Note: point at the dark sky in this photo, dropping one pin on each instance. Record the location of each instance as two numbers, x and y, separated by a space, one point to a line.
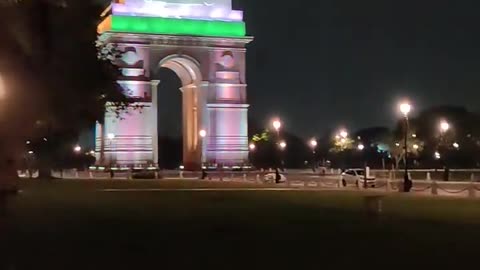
330 63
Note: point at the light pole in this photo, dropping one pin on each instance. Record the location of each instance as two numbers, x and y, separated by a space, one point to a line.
203 134
283 146
360 148
252 148
277 124
77 149
313 144
405 109
444 128
111 137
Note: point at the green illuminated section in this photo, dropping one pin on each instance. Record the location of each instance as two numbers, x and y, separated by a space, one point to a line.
154 25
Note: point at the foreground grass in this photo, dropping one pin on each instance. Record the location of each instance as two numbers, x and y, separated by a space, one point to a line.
72 225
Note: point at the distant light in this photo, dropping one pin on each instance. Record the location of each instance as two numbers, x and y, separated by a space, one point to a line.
405 108
444 126
3 92
276 124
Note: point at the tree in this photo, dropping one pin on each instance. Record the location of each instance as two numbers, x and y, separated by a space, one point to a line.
56 83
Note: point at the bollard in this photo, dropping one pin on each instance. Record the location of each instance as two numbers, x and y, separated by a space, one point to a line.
471 190
434 188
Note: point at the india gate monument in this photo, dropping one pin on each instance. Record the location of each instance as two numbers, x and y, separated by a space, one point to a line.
203 43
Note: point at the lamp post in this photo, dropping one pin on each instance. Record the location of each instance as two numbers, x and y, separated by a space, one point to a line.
111 137
360 148
444 128
77 149
405 109
203 134
313 144
277 124
283 146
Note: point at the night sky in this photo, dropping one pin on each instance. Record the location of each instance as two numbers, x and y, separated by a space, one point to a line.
330 63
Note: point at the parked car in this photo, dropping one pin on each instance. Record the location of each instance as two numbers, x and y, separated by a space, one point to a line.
270 178
357 176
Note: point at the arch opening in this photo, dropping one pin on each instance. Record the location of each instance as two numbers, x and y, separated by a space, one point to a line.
186 71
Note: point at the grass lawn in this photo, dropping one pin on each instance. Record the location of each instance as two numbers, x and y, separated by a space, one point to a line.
73 225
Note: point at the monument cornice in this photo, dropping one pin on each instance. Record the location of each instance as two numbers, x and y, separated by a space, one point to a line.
152 40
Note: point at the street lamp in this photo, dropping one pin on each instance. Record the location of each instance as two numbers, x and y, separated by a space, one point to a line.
405 109
444 126
2 89
203 134
313 144
77 149
277 125
111 137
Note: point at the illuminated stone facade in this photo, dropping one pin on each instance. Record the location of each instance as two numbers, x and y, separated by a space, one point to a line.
212 73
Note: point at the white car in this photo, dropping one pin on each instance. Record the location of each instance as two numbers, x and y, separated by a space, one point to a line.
270 178
357 176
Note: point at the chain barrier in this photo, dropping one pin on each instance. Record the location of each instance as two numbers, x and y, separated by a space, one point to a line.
453 192
421 189
380 186
326 184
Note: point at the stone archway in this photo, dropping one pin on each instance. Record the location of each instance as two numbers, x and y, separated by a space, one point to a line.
205 47
193 107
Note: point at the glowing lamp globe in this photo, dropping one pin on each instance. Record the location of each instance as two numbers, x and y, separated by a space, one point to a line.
405 108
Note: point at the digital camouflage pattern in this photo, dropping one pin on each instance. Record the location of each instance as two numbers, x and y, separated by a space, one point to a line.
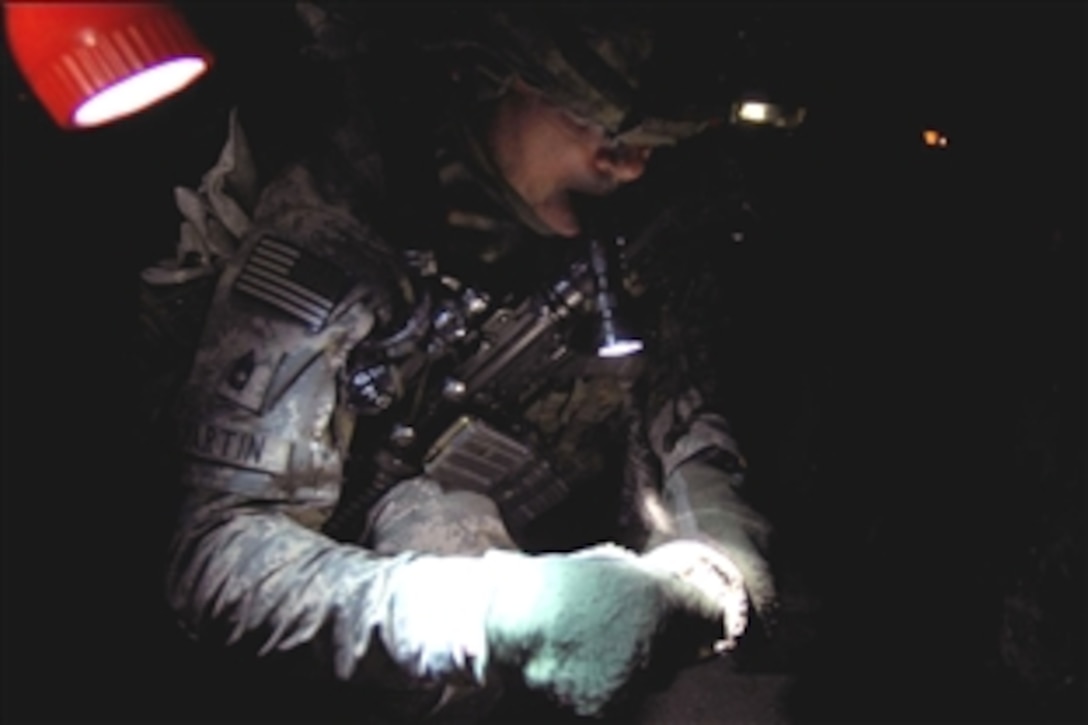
# # # # #
Aim of the exercise: Each line above should be returned exactly as it stands, minus any pictures.

Exercise result:
Note: point at the dark sky in this photo, dropping one pin on each instance. Record the location of each instance as two numbers, x and y, separated by a space, one point to a line.
330 63
Note: point at the light pole in this photo, dropping one pin on each instance. Record the location of each instance as two numbers, x and y, separated by a space, one point to a line.
203 134
283 146
360 148
252 148
277 124
77 149
313 144
405 109
444 128
111 137
Note: point at the green illuminated section in this photo, dropping one pin on each instance. Record the location of each instance as two numbers, x and y, separated by a space, one point to a line.
154 25
Note: point at the foreground grass in this photo, dropping one pin on each instance. Record the location of each instance as two numbers, x and y, separated by a space, one point to a line.
72 225
Note: point at the distant light in this photo, dropping one pin on each instance. Record the location of each instance as two numbers, x and y, separated by a space, one point to a line.
405 108
444 126
3 92
276 124
Note: point at the tree in this photo, dropping one pin on each instance. Record the location of each instance as two numbers, x and y, separated by a space, one point to a line.
56 83
Note: point at the bollard in this photo, dropping one pin on each instance. Record the location of each instance as two numbers, x and y, separated by a space, one point to a line.
471 190
434 188
Note: point at the india gate monument in this photo, dropping one pin on each instance. Record the location of each instance as two numbers, x and y, separated by a space, one point to a line.
203 43
Note: point at the lamp post in this photo, dropping one pin on each instance. Record the location of each instance as two numbers, x and y, separated by a space, one point to a line.
111 137
360 148
444 128
77 149
405 109
203 134
313 144
277 124
283 146
Note: point at the night sky in this photo, dropping one pin on each instance. Record the location of each instance as two numbers, x and y, separated by a space, one point to a line.
330 63
Note: point at the parked car in this photo, dropping one pin on each instance. Record the location of each instance as two numbers, x and y, separated by a space, one point to a line.
270 178
357 176
Note: point at the arch opening in this photo, dropping one pin on each instance. Record the location of each instance as two numbers, x and y, separated by a space, one point to a line.
186 71
Note: point at the grass lawn in this photo, dropping one pin on each instance. Record the location of each instance as two numbers, x and y, separated by a space, one point to a line.
73 225
Note: point at the monument cornice in this photo, dropping one pin on each instance. Record the location of each instance as two numbers, x and y, separated by a space, one point to a line.
152 40
Note: point at the street lamp in this photo, dropping one pin on each instance. Record the location of each instance as two numbers, x and y, separated by a space, one point to a line.
405 109
444 126
2 89
203 134
313 144
77 149
277 125
111 137
Note: point at the illuminated stone facade in this photo, dropping one pin on each instance. Record the location of each instance as two numbers, x and y, separated by a space, one point to a line.
212 73
Note: point at the white car in this photo, dropping one pin on each instance. Record the location of each instance as two numbers, x and y, separated by a space, one point to a line.
270 178
357 176
Note: point at the chain barrier in this photo, dropping one pin on each instance. Record the location of each instance as two numbers, x and y, separated by a space, one point to a line.
453 192
421 189
380 186
326 184
Note: point at the stone archway in this photo, dropping one pin on each instance. Record the location of each instance as two numbers, x and y, separated by a space, one point to a line.
205 47
193 107
Note: point at the glowing lamp globe in this photo, dropping one pin on each instance. Record the location of each instance as two numbers, x and y, separated by a space, one point to a line.
405 108
Note: point at the digital camouflage pattern in this photo, dropping one pin on each instance. Record the location of each instance as two numbers, x and y, separated by a space, one point to a line.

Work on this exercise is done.